→ **Text extract**:
Digital Publishing and the Midlist Writer
Why Thor Power Tools Will No Longer Control the Publishing Industry
Thor Power Tools -- and Publishing
In 1979, a small but important change in corporate tax code was made in the case of Thor Power Tools v. the IRS. Thor had been writing off old inventory, but not immediately destroying it. Instead, they were keeping it in stock, but depreciating its overall value because it sold more slowly. This was actually pretty sensible. If you had taxable inventory worth $200 on paper, but you knew you'd only sell about $100 of it, why on earth should you pay full tax?
The IRS did not agree, and the Supreme Court agreed with them. When the decision came down, the publishing industry took note. Previously, they'd been printing large runs. Unsold books were warehoused for future sales (usually called the "backlist"). They reduced the value of their overall inventory to account for what they thought they'd sell, just like Thor.

→ **Entries**:
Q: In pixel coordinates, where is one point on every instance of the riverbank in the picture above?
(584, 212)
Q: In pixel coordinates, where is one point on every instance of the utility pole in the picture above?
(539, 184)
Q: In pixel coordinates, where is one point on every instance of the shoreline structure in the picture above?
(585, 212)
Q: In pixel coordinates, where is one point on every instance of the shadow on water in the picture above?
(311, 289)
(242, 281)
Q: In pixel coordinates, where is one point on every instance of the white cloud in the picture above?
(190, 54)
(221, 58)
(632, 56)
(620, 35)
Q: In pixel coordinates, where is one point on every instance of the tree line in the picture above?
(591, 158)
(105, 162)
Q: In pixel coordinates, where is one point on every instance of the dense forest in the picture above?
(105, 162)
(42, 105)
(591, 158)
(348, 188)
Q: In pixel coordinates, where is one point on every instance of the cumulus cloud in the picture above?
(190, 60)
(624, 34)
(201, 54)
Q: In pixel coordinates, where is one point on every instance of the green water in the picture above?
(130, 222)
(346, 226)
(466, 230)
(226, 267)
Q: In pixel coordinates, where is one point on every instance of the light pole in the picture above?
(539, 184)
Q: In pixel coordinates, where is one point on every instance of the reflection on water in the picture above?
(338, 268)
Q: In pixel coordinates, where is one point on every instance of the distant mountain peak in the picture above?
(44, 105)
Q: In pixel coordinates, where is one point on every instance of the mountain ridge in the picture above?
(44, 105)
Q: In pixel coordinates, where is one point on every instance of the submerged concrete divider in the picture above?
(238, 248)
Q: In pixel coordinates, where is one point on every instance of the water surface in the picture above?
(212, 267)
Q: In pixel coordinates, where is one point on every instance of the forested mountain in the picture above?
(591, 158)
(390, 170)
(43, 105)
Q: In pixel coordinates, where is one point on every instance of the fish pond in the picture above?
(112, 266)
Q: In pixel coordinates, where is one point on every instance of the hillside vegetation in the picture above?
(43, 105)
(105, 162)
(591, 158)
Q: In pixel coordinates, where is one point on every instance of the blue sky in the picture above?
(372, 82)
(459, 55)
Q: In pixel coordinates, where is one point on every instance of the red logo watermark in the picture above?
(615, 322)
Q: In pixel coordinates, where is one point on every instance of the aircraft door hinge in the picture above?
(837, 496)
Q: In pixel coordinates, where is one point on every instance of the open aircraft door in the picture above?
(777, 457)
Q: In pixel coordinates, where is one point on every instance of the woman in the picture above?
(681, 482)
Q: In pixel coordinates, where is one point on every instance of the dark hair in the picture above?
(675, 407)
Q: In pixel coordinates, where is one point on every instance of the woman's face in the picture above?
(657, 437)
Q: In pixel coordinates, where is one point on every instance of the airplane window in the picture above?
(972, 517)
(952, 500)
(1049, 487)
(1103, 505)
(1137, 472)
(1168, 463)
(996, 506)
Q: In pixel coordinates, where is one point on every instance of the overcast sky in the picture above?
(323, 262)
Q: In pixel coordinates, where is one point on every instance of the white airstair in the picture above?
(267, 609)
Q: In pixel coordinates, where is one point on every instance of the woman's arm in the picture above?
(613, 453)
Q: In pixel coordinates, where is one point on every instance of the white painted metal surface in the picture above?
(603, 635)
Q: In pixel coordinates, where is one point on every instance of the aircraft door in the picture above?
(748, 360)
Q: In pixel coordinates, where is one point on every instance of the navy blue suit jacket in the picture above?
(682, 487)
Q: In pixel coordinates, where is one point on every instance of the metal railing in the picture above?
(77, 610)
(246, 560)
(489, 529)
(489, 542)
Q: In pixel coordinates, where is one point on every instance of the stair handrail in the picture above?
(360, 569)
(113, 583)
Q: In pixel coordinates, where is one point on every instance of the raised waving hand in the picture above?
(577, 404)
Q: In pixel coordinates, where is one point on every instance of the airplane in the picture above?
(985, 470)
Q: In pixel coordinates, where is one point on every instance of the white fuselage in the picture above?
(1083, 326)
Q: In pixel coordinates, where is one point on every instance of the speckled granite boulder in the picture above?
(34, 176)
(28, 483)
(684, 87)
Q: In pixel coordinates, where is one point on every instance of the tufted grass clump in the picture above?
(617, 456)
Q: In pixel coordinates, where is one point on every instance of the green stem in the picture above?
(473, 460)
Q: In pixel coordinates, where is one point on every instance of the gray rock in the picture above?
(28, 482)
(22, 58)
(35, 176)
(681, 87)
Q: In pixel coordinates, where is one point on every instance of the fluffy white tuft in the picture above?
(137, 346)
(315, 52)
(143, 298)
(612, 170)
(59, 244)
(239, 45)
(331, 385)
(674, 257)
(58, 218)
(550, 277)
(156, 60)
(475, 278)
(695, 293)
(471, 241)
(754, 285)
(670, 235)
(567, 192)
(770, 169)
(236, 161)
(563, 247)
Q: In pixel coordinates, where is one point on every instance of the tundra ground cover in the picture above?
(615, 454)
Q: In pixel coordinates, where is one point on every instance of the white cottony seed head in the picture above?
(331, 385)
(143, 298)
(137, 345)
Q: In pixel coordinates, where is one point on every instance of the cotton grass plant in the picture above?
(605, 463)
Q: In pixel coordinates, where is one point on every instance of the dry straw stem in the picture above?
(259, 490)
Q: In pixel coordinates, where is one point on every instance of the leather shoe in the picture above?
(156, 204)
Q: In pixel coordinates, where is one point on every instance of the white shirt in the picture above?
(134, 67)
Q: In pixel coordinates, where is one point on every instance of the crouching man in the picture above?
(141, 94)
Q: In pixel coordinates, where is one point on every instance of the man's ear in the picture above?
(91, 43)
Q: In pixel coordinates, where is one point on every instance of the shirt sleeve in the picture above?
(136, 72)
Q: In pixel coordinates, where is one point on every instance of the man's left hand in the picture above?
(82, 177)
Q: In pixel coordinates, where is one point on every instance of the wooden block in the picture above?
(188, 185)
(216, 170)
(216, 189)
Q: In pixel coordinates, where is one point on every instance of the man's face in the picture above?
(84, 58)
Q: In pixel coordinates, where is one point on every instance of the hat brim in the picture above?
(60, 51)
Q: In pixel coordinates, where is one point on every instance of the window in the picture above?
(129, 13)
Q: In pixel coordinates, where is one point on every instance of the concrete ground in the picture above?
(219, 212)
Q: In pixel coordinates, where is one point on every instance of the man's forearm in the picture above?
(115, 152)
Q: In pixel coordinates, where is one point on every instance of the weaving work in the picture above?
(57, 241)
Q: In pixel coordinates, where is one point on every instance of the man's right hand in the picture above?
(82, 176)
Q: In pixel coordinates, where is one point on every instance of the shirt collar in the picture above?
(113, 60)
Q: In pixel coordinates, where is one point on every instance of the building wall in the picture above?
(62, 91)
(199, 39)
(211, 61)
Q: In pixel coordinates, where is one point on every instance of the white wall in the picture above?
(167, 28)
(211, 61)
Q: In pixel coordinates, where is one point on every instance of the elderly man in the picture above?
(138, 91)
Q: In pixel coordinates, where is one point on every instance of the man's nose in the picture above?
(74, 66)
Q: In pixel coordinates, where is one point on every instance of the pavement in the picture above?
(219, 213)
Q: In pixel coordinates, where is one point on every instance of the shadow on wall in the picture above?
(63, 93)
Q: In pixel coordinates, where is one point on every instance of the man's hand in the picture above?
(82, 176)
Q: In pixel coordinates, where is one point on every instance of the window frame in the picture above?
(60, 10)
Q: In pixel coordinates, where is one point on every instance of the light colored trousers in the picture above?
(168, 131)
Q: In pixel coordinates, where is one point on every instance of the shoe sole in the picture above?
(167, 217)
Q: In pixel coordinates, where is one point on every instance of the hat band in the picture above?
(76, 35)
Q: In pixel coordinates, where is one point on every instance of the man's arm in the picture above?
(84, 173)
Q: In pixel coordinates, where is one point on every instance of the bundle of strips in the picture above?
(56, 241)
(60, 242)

→ **The tasks**:
1 – In the Thor Power Tools text, rewrite the paragraph beginning "The IRS did not agree" as a bulleted list that keeps its main facts.
2 – Translate this sentence from the Thor Power Tools text into Spanish: "Thor had been writing off old inventory, but not immediately destroying it."
3 – Write out the Thor Power Tools text word for word, starting at "The IRS did" and continuing down to "just like Thor.".
This material comes from a different source than the text.

→ **Solutions by task**:
1 –
- The IRS disagreed with Thor's practice, and the Supreme Court sided with the IRS.
- The publishing industry took note of the decision.
- Before the ruling, publishers had been printing large runs.
- Unsold books were stored for future sales, a stock usually called the "backlist."
- Like Thor, publishers reduced the value of their overall inventory to reflect what they expected to sell.

2 – Thor había estado dando de baja inventario antiguo, pero sin destruirlo de inmediato.

3 –
The IRS did not agree, and the Supreme Court agreed with them. When the decision came down, the publishing industry took note. Previously, they'd been printing large runs. Unsold books were warehoused for future sales (usually called the "backlist"). They reduced the value of their overall inventory to account for what they thought they'd sell, just like Thor.